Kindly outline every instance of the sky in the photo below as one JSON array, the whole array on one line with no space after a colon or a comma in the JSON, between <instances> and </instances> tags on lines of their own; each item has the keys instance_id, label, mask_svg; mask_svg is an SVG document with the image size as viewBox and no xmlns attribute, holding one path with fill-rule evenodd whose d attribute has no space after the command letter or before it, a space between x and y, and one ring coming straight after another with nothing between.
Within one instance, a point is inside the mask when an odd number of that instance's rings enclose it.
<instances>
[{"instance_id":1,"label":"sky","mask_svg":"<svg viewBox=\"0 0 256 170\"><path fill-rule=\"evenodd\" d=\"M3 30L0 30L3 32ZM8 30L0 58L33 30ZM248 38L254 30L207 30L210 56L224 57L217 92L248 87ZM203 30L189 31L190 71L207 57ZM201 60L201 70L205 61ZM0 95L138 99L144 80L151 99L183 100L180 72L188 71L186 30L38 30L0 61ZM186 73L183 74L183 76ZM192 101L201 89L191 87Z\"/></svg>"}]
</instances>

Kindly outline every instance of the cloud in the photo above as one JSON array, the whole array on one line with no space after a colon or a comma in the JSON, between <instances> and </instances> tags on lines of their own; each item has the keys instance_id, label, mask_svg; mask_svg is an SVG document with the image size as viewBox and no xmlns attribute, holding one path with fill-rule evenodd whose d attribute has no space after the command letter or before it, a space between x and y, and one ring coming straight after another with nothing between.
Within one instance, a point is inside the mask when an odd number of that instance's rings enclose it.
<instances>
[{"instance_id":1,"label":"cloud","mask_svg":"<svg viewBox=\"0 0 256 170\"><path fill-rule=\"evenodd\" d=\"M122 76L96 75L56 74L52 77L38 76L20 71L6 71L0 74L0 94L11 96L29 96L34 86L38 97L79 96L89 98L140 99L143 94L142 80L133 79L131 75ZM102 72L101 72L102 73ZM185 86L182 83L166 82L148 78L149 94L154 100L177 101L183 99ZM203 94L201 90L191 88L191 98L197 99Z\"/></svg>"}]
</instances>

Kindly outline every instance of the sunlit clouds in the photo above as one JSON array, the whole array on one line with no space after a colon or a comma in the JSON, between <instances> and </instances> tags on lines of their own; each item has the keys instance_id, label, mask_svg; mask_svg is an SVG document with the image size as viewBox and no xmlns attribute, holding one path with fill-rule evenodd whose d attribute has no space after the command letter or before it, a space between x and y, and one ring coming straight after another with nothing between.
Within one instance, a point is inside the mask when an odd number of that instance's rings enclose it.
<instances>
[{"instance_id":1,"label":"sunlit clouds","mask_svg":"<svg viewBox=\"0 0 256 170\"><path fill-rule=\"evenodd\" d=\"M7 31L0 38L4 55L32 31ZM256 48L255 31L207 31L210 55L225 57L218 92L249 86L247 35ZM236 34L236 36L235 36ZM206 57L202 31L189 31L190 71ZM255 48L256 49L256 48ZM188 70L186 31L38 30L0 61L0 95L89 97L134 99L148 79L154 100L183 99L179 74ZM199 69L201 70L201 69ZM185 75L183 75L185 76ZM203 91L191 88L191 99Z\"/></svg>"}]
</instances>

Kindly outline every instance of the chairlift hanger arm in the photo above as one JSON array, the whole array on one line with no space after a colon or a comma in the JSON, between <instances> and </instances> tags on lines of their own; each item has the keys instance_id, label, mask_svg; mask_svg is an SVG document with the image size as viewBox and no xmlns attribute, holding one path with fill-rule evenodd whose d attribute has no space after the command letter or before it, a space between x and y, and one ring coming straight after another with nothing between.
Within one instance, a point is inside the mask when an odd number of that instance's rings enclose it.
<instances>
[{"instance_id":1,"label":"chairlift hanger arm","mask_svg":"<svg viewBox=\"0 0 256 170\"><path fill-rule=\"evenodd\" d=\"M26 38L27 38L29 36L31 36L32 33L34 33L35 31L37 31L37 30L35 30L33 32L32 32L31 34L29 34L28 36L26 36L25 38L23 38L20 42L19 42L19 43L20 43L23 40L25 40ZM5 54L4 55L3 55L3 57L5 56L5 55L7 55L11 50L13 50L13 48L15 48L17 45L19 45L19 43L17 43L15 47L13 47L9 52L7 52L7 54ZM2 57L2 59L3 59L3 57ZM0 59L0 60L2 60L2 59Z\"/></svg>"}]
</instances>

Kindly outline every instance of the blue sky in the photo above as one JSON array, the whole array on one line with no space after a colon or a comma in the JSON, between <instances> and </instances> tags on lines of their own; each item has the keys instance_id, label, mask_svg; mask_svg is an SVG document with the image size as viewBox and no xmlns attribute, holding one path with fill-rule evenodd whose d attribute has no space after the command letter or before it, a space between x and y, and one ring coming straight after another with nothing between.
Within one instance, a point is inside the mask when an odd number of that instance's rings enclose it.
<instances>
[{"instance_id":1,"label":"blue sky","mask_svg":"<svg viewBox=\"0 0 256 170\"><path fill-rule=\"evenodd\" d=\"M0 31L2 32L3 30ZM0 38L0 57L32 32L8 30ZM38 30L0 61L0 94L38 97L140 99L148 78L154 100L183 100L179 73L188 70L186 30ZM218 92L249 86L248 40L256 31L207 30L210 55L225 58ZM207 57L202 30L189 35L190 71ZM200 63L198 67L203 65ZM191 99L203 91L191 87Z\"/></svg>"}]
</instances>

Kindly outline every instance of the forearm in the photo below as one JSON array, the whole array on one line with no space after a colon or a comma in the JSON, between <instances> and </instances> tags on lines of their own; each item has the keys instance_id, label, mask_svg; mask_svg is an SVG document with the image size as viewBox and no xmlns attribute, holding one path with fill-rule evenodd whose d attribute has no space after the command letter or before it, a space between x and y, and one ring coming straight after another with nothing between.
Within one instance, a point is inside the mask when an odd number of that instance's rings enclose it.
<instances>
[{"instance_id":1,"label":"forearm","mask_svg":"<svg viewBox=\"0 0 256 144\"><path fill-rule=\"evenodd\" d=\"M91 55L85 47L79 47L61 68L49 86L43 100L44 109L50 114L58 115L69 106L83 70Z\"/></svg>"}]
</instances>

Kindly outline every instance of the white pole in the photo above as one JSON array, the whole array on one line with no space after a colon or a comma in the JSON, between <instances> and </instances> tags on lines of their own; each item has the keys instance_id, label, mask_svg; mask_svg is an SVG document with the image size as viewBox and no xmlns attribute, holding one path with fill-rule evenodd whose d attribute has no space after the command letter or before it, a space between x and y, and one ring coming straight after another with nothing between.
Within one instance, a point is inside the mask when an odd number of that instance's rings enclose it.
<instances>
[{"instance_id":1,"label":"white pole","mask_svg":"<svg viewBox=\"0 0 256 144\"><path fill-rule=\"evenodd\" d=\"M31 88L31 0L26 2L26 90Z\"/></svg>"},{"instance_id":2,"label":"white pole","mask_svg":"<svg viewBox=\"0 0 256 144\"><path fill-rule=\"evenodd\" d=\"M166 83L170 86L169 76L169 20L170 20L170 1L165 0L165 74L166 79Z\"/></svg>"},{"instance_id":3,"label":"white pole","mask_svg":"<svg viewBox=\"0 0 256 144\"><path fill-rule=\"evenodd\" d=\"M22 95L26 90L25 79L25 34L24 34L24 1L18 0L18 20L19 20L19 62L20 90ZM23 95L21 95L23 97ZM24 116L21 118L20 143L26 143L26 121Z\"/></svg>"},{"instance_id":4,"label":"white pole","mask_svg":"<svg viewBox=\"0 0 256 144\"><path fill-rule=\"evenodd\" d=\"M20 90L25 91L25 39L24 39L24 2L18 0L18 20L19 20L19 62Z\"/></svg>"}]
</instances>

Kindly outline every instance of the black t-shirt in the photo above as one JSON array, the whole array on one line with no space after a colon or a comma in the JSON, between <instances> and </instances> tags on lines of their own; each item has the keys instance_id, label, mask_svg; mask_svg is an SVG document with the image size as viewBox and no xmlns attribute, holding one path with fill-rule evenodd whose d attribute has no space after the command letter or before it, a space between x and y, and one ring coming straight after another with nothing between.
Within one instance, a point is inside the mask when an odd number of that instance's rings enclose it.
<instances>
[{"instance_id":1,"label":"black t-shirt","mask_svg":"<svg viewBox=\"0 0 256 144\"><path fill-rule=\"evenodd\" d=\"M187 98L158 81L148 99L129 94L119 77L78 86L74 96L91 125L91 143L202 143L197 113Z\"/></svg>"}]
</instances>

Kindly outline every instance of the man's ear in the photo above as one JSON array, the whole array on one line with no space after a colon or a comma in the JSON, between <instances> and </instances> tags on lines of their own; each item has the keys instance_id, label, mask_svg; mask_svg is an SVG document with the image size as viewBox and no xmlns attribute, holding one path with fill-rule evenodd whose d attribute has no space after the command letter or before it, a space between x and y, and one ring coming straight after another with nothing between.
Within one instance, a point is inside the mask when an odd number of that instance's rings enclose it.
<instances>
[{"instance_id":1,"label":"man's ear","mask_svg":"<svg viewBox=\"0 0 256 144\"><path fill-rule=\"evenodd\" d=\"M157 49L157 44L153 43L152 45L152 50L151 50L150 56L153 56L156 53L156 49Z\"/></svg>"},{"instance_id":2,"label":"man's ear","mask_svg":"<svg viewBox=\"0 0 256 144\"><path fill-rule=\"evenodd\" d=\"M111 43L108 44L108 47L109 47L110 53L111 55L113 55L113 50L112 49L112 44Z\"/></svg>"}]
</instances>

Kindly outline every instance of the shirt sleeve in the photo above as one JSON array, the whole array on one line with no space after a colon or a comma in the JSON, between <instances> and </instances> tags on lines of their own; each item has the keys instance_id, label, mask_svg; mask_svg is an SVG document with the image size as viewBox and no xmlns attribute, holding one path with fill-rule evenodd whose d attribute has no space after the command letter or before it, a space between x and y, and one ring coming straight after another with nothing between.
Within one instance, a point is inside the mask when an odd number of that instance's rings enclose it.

• WHAT THE TASK ASKS
Copy out the material above word for word, starting at the line containing "Kindly outline every instance of the shirt" and continuing through its final line, with both ends included.

• RESPONSE
Kindly outline every instance of the shirt sleeve in the photo above as one JSON array, the whole array on one line with no space after a colon or a comma in the JSON, between <instances> and </instances> tags on lines of their own; each item has the keys instance_id, label, mask_svg; mask_svg is an SVG document with the image size as viewBox and no xmlns attribute, holding one path with fill-rule evenodd whose d attribute has no space after the command letter or before it, a space between x and y, and one ring coming straight after another with nothing between.
Within one instance, a point is inside the mask when an odd number of that instance's rings enclose it.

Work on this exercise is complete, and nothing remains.